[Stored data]
=== Section Start ===

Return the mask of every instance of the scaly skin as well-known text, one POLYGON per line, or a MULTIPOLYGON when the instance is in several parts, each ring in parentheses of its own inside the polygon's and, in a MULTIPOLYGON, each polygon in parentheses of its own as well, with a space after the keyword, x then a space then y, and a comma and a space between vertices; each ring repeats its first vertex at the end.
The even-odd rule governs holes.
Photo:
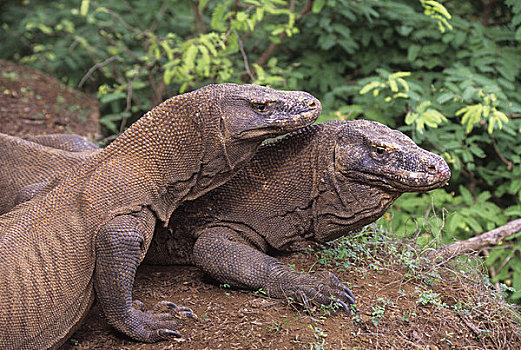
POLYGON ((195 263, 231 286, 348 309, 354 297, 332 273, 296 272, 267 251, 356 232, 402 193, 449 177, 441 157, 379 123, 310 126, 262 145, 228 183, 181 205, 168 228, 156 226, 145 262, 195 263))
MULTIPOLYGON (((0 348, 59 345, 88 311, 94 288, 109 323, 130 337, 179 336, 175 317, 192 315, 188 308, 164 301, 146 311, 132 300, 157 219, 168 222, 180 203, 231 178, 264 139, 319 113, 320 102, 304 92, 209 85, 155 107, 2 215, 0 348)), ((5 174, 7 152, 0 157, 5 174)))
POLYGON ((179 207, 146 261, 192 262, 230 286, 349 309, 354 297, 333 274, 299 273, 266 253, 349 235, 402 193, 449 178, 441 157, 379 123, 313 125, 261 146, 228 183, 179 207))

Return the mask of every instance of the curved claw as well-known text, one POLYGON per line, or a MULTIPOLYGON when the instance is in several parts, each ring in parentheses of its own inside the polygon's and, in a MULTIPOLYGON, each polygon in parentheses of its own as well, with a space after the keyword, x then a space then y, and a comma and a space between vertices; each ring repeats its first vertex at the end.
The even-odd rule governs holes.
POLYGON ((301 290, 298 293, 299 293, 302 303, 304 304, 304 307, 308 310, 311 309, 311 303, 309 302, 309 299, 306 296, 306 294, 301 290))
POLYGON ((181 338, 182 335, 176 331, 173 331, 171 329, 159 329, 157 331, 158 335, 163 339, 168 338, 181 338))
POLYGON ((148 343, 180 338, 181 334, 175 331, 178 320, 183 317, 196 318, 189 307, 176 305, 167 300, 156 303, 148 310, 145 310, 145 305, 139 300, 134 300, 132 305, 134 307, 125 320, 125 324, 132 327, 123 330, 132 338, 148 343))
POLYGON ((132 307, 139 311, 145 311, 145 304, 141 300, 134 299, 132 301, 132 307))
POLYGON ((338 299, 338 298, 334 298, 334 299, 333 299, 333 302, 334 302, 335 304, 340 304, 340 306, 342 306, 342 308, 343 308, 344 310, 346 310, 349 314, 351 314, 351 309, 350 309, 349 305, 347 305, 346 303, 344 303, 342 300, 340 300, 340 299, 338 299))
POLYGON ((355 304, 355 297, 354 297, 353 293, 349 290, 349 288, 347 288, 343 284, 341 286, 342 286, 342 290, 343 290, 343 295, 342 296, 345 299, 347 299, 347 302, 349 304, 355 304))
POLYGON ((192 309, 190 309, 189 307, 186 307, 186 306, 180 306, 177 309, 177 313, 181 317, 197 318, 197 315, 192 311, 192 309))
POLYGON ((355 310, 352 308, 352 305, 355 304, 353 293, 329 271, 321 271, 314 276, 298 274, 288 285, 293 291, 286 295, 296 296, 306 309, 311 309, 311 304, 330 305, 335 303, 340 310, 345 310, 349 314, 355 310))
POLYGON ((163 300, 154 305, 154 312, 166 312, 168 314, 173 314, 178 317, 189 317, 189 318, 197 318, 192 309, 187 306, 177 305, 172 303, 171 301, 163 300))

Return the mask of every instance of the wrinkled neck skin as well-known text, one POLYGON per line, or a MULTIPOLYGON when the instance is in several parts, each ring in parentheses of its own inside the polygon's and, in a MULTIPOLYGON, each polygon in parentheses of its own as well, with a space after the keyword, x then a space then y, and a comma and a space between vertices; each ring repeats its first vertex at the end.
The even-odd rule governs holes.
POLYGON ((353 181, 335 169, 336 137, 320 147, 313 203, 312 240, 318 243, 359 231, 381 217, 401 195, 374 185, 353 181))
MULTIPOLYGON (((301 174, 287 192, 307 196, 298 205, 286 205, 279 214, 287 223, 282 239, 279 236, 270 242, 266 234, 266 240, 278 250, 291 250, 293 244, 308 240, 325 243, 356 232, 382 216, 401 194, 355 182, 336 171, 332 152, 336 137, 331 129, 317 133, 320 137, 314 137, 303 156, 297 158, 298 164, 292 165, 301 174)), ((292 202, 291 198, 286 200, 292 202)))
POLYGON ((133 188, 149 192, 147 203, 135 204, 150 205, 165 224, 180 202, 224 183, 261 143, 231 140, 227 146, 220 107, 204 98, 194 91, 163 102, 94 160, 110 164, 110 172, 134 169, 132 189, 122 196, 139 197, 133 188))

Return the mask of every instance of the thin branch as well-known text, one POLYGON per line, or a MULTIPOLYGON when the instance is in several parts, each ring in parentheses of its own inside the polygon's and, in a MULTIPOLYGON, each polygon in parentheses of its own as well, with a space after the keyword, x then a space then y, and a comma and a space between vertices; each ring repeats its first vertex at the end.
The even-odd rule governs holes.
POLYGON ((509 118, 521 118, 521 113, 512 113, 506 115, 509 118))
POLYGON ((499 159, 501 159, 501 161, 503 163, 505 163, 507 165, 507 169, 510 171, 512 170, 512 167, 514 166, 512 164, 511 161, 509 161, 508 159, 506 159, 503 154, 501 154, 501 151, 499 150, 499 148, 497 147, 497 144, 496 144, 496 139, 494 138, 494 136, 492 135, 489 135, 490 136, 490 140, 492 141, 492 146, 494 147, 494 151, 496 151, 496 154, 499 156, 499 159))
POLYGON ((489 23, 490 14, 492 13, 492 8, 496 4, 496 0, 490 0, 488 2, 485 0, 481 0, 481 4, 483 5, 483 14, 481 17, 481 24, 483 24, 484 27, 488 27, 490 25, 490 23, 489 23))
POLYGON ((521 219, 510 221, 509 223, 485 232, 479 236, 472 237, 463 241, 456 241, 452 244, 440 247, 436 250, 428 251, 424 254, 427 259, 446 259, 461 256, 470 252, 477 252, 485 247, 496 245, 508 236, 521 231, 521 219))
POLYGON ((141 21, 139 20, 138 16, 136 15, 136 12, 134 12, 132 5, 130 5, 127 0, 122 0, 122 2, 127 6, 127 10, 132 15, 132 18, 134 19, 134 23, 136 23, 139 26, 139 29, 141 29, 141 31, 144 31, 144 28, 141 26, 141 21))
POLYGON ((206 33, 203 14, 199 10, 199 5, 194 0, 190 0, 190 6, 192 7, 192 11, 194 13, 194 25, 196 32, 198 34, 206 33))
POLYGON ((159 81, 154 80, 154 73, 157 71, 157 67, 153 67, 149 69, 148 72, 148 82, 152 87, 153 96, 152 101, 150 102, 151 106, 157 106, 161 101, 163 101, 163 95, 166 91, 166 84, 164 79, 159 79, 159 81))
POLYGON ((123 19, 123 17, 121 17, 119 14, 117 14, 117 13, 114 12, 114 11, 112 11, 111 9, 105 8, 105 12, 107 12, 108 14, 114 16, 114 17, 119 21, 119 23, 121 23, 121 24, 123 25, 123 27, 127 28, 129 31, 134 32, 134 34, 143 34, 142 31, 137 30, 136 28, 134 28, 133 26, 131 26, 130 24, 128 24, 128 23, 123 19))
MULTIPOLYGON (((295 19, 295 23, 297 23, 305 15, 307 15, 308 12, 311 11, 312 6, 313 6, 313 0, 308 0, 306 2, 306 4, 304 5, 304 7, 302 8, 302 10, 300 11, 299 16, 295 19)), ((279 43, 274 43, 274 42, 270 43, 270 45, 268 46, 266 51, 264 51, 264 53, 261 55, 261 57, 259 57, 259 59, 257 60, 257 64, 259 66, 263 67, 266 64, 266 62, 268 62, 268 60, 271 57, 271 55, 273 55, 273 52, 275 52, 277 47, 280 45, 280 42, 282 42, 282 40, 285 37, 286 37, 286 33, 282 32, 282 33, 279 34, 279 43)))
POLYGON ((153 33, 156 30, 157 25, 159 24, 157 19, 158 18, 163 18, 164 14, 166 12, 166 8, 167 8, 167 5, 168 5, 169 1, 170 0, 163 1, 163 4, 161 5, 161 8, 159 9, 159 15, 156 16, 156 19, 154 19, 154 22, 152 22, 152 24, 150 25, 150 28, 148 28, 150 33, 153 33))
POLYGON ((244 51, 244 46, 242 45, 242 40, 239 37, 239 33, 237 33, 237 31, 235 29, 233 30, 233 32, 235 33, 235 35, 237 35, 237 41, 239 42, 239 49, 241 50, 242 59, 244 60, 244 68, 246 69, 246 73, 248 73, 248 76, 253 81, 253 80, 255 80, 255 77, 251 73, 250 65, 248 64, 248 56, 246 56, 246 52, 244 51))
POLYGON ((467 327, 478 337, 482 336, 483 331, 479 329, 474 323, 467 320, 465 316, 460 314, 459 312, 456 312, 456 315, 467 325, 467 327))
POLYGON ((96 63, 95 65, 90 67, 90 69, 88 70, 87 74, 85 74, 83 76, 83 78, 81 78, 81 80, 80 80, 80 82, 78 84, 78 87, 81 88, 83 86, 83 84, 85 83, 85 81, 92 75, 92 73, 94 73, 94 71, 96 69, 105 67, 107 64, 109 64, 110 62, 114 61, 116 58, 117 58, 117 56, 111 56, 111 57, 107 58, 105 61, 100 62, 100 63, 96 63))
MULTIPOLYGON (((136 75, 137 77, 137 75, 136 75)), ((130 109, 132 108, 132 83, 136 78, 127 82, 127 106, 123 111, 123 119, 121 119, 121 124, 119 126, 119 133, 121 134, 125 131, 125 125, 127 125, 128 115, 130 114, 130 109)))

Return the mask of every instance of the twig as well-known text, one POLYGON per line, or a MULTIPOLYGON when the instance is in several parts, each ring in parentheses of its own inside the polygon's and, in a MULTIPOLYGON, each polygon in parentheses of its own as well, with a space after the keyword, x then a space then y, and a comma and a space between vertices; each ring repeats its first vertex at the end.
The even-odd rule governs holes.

=== Section End ===

BRIEF -> Scan the records above for the string "skin", then report every line that contains it.

SOLUTION FOR THIS PROBLEM ->
Return the mask of every instance of the scaly skin as well-known text, one POLYGON per line, or a MULTIPOLYGON when the instance is in several parts, each ring in parentheses of its own inside the polygon's and, in a MULTIPOLYGON, each polygon in parentheses of its own as well, with a space after the keyword, x then a space then y, and a comma and a space between vertices; each ring repeats its first vertex at the end.
Return the mask of every instance of the wrinkled neck skin as well-known text, one POLYGON per line, or a MULTIPOLYGON when the instance is in several parts, each ring in parentheses of its own inside the polygon's and, in a MULTIPOLYGON, each polygon in parentheses of its own as well, with a space after the keyword, x then a space then y, and a comma and a space between vertices; each ring repeats its first vertex at the end.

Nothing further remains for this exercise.